→ AIM OF THE EXERCISE: Copy out each line of the rows below that contains the string "trees".

Pointing and labeling entries:
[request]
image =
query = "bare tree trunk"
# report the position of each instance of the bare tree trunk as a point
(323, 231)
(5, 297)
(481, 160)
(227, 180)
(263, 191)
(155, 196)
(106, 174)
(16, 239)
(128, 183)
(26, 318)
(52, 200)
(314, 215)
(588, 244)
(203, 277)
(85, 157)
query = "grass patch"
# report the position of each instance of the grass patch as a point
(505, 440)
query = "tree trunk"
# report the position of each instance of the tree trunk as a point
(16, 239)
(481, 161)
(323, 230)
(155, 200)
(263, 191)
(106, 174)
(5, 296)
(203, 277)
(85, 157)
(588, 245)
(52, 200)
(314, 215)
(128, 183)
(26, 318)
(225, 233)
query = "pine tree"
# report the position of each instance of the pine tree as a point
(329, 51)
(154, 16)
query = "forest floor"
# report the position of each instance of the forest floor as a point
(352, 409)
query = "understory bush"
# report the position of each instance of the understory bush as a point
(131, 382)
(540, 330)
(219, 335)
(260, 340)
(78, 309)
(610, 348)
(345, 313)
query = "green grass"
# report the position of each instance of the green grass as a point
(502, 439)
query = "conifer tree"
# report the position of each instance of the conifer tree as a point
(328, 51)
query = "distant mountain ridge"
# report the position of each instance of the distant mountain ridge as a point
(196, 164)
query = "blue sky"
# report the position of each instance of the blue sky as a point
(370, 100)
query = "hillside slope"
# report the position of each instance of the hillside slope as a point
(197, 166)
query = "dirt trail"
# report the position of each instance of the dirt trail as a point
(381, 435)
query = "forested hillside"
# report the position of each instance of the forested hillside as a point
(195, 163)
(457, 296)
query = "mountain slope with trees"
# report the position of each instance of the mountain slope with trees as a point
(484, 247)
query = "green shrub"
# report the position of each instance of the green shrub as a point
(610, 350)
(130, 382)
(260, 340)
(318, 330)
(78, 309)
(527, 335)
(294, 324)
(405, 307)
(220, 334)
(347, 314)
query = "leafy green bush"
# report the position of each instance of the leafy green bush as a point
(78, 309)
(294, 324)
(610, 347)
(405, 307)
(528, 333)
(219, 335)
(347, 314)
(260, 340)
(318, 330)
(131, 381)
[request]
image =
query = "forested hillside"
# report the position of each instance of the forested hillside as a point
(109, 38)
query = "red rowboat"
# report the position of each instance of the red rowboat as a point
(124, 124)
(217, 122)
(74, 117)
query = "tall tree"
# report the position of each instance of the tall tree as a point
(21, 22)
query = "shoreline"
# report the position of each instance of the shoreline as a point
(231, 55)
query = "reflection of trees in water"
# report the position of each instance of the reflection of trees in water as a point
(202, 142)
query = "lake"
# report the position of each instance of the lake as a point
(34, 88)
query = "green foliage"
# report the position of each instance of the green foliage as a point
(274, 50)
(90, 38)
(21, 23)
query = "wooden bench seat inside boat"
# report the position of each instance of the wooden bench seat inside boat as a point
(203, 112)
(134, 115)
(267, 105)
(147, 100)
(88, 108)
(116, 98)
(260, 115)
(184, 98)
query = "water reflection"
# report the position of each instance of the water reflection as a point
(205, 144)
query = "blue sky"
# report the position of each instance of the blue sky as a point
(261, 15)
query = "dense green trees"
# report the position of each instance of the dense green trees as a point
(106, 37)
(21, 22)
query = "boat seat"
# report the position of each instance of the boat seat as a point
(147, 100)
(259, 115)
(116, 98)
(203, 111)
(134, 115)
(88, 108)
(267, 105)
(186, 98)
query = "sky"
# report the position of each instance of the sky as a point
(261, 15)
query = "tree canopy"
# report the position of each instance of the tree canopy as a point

→ PROBLEM SOLUTION:
query = "mountain slope with trees"
# report the position of each instance of the mountain slope with trees as a point
query = "reflection of trees in water"
# report the position of each instance of the reflection of trees in water as a point
query = "dense green trees"
# report the position of each instance of the dense green trees as a point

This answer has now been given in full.